■ TASK STATEMENT: Output every line of the rows below as a JSON list of strings, one string per line, leaving out any blank lines.
— Start MATERIALS PROVIDED —
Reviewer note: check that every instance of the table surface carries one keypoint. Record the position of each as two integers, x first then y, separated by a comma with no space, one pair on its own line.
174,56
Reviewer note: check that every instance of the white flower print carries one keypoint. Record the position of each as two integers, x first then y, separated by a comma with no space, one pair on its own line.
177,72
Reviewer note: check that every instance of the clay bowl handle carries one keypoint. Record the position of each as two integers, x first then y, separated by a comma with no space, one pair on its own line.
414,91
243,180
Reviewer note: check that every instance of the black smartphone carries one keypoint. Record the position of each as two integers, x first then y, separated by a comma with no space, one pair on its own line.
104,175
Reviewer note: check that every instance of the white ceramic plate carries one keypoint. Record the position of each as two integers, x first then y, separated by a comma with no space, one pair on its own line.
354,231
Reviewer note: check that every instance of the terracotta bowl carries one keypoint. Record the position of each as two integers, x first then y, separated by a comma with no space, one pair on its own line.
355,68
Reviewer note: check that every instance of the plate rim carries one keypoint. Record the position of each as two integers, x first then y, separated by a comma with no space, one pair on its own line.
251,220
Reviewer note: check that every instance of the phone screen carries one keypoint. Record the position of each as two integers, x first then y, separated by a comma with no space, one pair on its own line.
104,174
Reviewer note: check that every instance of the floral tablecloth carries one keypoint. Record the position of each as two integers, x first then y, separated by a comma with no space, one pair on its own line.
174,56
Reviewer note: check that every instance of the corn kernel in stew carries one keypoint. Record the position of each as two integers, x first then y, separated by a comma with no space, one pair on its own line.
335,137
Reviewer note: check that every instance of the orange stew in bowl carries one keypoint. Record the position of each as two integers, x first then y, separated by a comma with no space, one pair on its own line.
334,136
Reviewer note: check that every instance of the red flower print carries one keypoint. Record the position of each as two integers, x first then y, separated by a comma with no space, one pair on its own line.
— End MATERIALS PROVIDED —
■ CORRECT ANSWER:
[
  "Reviewer note: check that every instance of the table surface carries one keypoint. Record the position of each as two integers, x first then y, separated by a comma with no space, one pair on its own line.",
  "174,56",
  "Reviewer note: check that every instance of the white flower print carries one keypoint. Record the position of each as two integers, x first then y, separated by a comma with no space, one pair on its own line.",
  "177,72",
  "Reviewer note: check that every instance of the clay bowl handle carries one keypoint. Record the position of each as two integers, x first then y, separated by a comma with no space, one pair on its own line.",
  "414,91",
  "243,180",
  "Reviewer note: check that every instance of the black smartphone carries one keypoint. Record the position of each as two integers, x first then y, separated by a comma with no space, one pair on its own line.",
  "104,175",
  "Reviewer note: check that every instance of the white ceramic plate carries one keypoint. Record the position of each as two integers, x first then y, separated by a comma with no space, one pair on its own line.",
  "354,231",
  "Reviewer note: check that every instance of the terracotta bowl carries one keypoint. Record the position of each as two integers, x first then y, separated by a comma with no space, one pair on its own line.",
  "355,68",
  "Reviewer note: check that every instance of the plate rim carries one keypoint. Record the position of each as two integers, x first then y, separated by a comma with no space, one pair on its own line.",
  "251,220",
  "Reviewer note: check that every instance of the phone screen carries one keypoint. Record the position of each as two integers, x first then y, separated by a comma with no space, one pair on its own line.",
  "104,174",
  "Reviewer note: check that every instance of the floral tablecloth carries one keypoint. Record the position of each as two integers, x first then y, separated by a comma with no space, one pair on its own line.",
  "174,56",
  "Reviewer note: check that every instance of the corn kernel in stew carries one keypoint. Record the position of each as two integers, x first then y, separated by a comma with no space, one pair on its own line.",
  "335,137",
  "Reviewer note: check that every instance of the orange stew in bowl carries one keypoint. Record the position of each as two integers, x first then y, separated by a comma with no space, one pair on its own line.",
  "334,136",
  "Reviewer note: check that every instance of the red flower print carries one keypoint. Record the position of each as two integers, x first then y, separated by a comma with no space, one pair on its own line."
]